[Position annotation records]
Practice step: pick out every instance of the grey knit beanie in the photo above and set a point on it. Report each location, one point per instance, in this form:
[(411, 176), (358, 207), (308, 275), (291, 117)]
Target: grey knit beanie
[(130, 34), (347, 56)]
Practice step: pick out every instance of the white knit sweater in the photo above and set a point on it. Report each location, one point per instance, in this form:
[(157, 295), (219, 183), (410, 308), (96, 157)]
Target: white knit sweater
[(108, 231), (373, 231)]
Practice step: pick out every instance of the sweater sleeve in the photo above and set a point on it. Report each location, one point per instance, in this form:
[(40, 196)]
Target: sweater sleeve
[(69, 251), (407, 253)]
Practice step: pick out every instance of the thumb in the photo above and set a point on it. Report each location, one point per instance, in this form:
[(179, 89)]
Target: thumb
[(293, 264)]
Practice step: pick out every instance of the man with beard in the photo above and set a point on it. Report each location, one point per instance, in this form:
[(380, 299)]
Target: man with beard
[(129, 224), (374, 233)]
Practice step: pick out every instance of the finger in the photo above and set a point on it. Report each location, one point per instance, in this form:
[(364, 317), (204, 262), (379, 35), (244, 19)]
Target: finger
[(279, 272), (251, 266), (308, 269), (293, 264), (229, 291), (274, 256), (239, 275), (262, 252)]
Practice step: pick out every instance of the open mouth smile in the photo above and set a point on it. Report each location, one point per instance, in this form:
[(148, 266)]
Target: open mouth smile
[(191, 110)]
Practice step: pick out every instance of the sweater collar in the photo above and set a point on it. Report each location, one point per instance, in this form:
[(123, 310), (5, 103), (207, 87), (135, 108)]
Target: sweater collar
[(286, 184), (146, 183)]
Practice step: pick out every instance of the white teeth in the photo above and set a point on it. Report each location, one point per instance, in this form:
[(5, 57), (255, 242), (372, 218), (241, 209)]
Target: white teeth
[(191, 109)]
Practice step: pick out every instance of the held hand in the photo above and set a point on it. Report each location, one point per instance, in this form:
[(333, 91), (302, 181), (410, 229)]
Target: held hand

#### [Goal]
Print the whole listing above again, line for line, without changing anything.

#### [Complete output]
Practice step: pick out every instance of the grey knit beanie in the photo above and set a point on it. Report each location, one point per instance, in this form:
[(411, 176), (358, 207), (308, 275), (291, 117)]
Target: grey knit beanie
[(130, 34), (347, 56)]
Practice step: pick out every instance of the white knit sweater in the photo above and set a point on it. Report each location, one point per instance, in this form:
[(157, 295), (219, 183), (410, 308), (96, 157)]
Target: white knit sweater
[(108, 231), (373, 231)]
Practice step: pick out every instance of the sweater sleeve in the photo above and set a point on it. Report each location, one point per instance, in this form:
[(40, 196)]
Target: sweater sleeve
[(69, 251), (407, 253)]
Practice step: pick out every instance of the thumb in the photo above and set a point on it. Report each location, one point per instance, in this form:
[(179, 89)]
Target: thumb
[(293, 264)]
Practice step: pick out every instance of the man with beard in the photo above and set a point on it. Report each location, one point per instance, in this form:
[(380, 299)]
Target: man with beard
[(129, 224), (374, 233)]
Practice step: pick out every instance of the finger in the photo above and set a point on it. Report each location, one point per instance, in this form:
[(364, 317), (204, 262), (379, 35), (244, 19)]
Target: finger
[(279, 272), (251, 266), (308, 269), (293, 264), (229, 291), (274, 256), (239, 275), (262, 252)]
Practice step: pick out every instance of the open mouth smile in the photo above and set a point on it. Report each location, one point per instance, in this form:
[(148, 266)]
Target: open mouth smile
[(191, 110)]
Practice step: pick out every instance of the sweater collar in the photo above and set a point on it. Report each location, one point per instance, in this form:
[(123, 310), (5, 103), (207, 87), (135, 108)]
Target: sweater collar
[(286, 184), (146, 183)]
Practice step: pick out every instance of the white teeth in the photo above and set a point on it. Report each location, one point per instance, in this form:
[(5, 57), (255, 242), (372, 218), (241, 209)]
Target: white teeth
[(191, 109)]
Practice step: pick out every instance of the held hand in the photo above and set a point on it. Report each location, one point per instance, in this form:
[(333, 91), (302, 181), (410, 229)]
Target: held hand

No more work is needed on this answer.